### Point localization data
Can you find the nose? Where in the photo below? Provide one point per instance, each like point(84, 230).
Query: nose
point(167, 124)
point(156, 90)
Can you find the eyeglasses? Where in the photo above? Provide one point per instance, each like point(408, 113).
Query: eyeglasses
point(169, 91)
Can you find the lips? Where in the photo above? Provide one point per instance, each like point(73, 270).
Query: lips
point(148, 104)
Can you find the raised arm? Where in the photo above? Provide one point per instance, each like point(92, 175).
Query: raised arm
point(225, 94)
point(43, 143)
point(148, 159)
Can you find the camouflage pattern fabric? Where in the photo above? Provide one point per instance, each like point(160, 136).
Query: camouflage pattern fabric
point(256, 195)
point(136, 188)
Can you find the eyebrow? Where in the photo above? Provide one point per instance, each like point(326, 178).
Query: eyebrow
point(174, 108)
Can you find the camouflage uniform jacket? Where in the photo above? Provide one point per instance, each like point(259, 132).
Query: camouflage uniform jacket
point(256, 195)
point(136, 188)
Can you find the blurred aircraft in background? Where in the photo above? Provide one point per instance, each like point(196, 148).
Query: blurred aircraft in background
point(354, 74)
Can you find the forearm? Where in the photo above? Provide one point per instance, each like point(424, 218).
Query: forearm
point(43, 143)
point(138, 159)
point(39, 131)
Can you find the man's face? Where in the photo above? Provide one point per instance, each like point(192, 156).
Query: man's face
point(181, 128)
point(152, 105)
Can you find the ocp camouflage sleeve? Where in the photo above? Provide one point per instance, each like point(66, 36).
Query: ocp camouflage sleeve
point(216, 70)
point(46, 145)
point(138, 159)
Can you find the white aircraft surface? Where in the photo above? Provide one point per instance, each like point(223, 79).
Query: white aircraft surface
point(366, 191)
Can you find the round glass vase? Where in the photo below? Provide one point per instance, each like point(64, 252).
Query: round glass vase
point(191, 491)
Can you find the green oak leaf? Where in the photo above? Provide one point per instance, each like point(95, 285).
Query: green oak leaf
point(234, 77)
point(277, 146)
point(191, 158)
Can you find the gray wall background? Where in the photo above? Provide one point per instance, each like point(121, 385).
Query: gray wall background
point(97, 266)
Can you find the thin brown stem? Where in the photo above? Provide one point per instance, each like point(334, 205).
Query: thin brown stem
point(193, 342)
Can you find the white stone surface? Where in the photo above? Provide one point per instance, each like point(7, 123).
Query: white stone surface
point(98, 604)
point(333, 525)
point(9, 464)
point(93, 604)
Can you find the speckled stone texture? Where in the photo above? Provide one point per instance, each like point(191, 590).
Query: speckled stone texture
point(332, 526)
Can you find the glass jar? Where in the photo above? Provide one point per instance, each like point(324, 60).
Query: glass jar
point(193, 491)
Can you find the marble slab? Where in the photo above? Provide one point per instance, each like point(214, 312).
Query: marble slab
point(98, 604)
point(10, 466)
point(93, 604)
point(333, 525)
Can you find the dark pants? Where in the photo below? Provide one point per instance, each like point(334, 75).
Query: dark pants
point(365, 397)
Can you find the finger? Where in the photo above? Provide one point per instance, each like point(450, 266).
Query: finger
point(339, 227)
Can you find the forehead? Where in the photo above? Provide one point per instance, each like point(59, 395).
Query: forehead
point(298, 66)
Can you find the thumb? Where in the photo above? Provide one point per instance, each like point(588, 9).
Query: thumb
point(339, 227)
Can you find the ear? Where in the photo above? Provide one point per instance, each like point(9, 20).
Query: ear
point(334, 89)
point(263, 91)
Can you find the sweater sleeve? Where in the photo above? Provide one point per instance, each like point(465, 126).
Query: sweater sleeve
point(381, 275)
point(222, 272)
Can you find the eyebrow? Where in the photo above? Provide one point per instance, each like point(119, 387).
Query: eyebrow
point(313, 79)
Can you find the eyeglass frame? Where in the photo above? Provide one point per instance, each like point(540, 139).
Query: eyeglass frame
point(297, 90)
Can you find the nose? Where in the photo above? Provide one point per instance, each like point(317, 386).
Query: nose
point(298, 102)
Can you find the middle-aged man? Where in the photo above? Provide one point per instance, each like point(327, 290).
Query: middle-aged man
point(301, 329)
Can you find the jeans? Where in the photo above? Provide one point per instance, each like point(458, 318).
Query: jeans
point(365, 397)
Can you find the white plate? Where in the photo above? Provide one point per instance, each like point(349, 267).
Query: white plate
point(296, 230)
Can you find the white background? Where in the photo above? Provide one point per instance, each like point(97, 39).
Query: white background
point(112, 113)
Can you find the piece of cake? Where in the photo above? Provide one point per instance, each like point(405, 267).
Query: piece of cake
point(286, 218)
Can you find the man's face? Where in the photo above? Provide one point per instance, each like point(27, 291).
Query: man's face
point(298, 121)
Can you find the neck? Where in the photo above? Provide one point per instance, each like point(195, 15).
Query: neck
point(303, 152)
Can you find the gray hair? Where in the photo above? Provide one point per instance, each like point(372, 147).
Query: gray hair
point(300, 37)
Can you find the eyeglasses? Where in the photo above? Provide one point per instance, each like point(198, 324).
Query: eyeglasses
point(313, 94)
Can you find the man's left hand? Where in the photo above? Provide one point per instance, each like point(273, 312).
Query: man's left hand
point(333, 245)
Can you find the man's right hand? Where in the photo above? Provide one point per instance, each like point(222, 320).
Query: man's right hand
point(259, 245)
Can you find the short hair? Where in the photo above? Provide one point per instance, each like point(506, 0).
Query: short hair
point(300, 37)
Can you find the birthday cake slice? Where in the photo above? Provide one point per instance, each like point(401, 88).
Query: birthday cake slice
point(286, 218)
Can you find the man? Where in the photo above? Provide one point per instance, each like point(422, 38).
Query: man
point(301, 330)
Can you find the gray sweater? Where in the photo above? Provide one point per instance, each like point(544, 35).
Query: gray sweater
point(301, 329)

* * *

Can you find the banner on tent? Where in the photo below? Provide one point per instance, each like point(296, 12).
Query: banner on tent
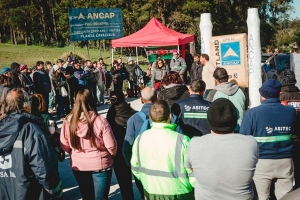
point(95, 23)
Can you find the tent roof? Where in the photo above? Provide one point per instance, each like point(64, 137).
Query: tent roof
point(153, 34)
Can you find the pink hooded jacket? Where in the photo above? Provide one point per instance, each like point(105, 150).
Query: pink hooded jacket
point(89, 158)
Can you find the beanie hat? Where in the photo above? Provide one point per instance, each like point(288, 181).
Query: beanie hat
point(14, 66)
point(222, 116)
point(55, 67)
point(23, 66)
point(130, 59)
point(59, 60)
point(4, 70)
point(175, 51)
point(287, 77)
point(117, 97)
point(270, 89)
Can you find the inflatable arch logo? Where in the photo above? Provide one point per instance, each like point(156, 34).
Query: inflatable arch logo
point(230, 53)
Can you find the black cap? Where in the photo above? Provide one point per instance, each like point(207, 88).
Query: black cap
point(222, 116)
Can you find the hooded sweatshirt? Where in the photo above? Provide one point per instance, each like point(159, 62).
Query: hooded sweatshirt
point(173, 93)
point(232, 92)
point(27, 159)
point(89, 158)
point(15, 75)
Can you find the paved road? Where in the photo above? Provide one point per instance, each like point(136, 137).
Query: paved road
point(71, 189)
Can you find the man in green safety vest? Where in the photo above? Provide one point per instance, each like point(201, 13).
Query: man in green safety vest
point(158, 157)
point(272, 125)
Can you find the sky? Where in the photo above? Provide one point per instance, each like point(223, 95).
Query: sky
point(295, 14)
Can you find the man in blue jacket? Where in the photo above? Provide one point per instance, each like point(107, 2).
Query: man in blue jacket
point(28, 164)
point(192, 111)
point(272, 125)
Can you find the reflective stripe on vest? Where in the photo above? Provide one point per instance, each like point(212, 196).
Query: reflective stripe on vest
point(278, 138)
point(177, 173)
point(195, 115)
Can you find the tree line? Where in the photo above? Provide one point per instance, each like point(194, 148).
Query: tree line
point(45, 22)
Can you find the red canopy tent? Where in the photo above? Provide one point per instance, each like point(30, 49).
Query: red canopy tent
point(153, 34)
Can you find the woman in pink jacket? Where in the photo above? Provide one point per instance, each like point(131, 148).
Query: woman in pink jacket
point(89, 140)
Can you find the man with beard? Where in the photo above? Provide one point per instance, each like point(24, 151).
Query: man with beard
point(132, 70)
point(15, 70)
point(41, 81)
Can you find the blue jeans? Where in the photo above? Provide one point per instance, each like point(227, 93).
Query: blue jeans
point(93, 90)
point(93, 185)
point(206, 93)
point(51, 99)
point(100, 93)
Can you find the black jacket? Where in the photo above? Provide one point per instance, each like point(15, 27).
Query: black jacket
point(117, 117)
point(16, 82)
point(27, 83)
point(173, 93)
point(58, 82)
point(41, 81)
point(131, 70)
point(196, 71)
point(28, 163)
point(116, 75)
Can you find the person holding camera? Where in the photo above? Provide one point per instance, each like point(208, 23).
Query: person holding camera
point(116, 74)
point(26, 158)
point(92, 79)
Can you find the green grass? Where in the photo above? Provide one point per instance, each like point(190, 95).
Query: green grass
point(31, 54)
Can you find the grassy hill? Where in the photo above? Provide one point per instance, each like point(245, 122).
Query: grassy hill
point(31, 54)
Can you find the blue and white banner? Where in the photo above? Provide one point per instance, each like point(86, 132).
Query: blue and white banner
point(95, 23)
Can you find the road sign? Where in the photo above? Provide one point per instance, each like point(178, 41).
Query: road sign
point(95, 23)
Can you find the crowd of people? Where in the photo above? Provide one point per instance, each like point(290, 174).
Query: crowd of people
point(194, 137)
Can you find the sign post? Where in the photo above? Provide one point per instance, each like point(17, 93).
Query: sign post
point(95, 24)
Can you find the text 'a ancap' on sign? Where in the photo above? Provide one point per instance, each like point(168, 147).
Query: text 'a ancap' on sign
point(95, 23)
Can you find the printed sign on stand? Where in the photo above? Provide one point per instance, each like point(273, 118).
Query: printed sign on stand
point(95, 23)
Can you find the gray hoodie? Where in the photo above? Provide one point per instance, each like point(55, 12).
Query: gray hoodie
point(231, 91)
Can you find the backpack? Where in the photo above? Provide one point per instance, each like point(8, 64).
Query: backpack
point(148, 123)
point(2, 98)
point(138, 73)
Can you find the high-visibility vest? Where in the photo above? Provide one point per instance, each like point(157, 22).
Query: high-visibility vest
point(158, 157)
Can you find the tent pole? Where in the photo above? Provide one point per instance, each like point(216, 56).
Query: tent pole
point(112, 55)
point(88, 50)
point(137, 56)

### Work request
Filter the records, keeping only lines that contain "below", and show those lines.

### Solution to this task
Can you find the nose? Where in the photo below? Provide one point per instance, each like point(84, 230).
Can you find the round glass vase? Where in the photo below? Provide one point per instance, each like point(64, 252).
Can you find the dark pants? Where in the photo below? Provide one point per instance, each like point(334, 75).
Can you find the banner on tent? Where in the photo below? Provide one point per instance, each like point(296, 12).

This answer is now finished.